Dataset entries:
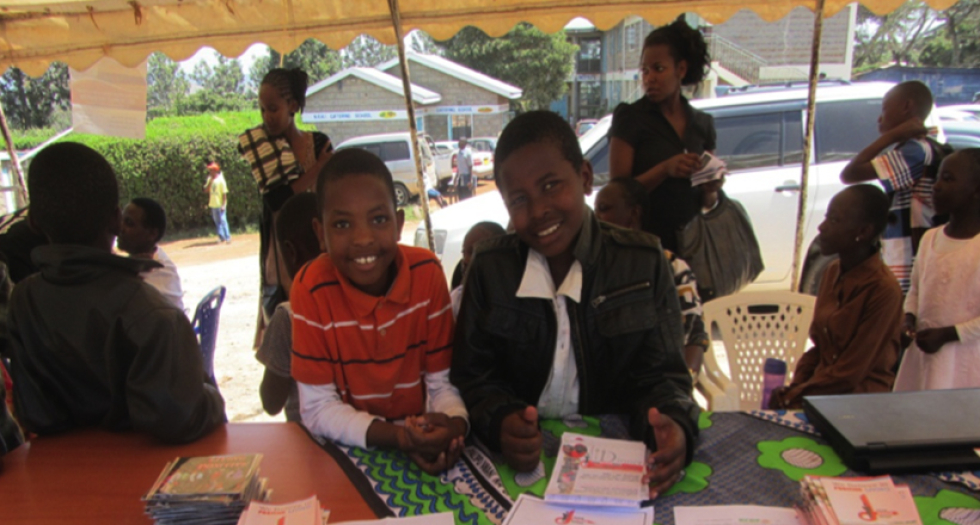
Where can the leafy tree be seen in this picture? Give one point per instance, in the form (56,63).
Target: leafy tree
(34,102)
(537,62)
(365,51)
(312,56)
(957,42)
(221,88)
(167,86)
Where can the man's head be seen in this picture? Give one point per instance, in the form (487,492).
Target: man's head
(144,223)
(543,179)
(74,196)
(911,99)
(480,231)
(621,202)
(358,221)
(297,239)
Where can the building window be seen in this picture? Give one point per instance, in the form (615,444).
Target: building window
(590,100)
(462,126)
(589,55)
(632,36)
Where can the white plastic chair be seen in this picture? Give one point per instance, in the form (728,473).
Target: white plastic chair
(753,326)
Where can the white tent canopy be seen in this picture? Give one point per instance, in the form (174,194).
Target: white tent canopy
(33,33)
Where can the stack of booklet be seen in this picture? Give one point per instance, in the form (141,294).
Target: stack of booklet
(303,512)
(854,501)
(712,168)
(595,480)
(206,489)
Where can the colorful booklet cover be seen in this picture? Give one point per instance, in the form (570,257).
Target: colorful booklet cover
(736,515)
(193,477)
(529,510)
(871,500)
(598,471)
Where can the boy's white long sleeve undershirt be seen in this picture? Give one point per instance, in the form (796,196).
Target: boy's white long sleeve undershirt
(326,414)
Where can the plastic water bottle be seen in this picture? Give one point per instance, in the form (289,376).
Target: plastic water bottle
(774,375)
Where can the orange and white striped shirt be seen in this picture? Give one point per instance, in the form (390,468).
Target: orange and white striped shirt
(376,351)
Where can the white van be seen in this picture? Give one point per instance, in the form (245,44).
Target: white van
(394,149)
(760,137)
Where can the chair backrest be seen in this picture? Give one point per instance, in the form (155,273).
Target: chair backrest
(206,327)
(758,325)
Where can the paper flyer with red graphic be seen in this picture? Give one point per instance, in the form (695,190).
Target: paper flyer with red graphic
(529,510)
(871,501)
(598,471)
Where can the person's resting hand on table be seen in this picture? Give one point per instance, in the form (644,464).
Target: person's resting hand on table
(521,440)
(664,466)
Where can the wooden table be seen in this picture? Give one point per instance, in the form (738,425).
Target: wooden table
(94,476)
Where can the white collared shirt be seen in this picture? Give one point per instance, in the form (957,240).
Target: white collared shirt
(560,395)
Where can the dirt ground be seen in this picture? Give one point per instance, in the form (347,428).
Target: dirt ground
(203,265)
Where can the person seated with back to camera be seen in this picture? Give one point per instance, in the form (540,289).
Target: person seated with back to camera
(622,202)
(144,223)
(91,343)
(857,319)
(373,325)
(569,315)
(299,245)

#### Work instruction:
Set down the records again exactly as they appear, leaving each picture behind.

#### Final answer:
Where can the leafy tree be seen in this picture? Give one point per instance, in the form (56,63).
Target: leafy tree
(34,102)
(537,62)
(365,51)
(312,56)
(957,42)
(221,88)
(167,86)
Where can the man's head be seen in this picture? Give one point per instance, in the form (487,492).
Target: man's head
(144,223)
(543,179)
(74,196)
(911,99)
(480,231)
(621,202)
(358,221)
(297,239)
Where can the building window be seen in this picture? Give one point per instance, in the form (615,444).
Target: building window
(590,100)
(462,126)
(589,55)
(632,36)
Where can the white plastic chair be seen in this picture? Give one point per instance, in the form (728,473).
Target: white plastic chair
(753,326)
Where can the white tent canopy be seen in this picture? Give one point per instance, in the form (174,194).
Target: white tent canopy
(33,33)
Where can the stack of booklet be seen in this picture? Give one point per instance, in the form (141,294).
Target: stack of booklet
(303,512)
(854,501)
(712,168)
(595,480)
(206,489)
Where can the colorful booklet cover be seen in this picture? Give one point per instance, in the form (570,257).
Target: colorful booklet cover
(736,515)
(193,477)
(529,510)
(871,500)
(598,471)
Where can the boy's white long sleeve undershirt be seen in this picture? Give one point per instance, in the form (796,196).
Target: boy's white long sleeve undershirt
(326,414)
Where can the plastic water bottle be seen in this picture? Give one point per instance, in the form (289,376).
Target: plastic water bottle
(774,375)
Where can the orange and white striped shirt be seen in this picture? Give one point per instance, in the form (390,468).
Target: orange and white striped shirt
(376,351)
Where can the white van be seen in this picture? Give one point per instance, in the form (245,44).
Target: white van
(394,149)
(760,137)
Where can the chair backrest be seen in this picture? Give one point per instance, in the form (155,273).
Target: chair backrest
(206,327)
(758,325)
Where can the paper flyer with red graphic be seen in this picture? Give one point per instance, in the form (695,190).
Target: paper flyer with red graphic
(529,510)
(871,501)
(598,471)
Where can the person's resting hand on table be seen in this picture? Give one point per instance, in the form (644,464).
Target: person's resting hand on table
(521,440)
(664,466)
Where can the wooden table be seen in this picture? Give one point per instance, in the form (738,425).
Target: wooden table
(94,476)
Where can the white collared shirt be seen in this picture? Give one point per instance, in the form (957,240).
Target: white collared shirt
(560,395)
Where can the dirt ground be seen in this picture? Give one point per instance, in the form (347,428).
Target: dirt ground
(203,265)
Where can the person seated with back to camera be seen in this picture? Give one point per instance, in the form (540,289).
Target: person seated with back to camera
(622,202)
(144,223)
(91,343)
(857,319)
(373,325)
(569,315)
(299,245)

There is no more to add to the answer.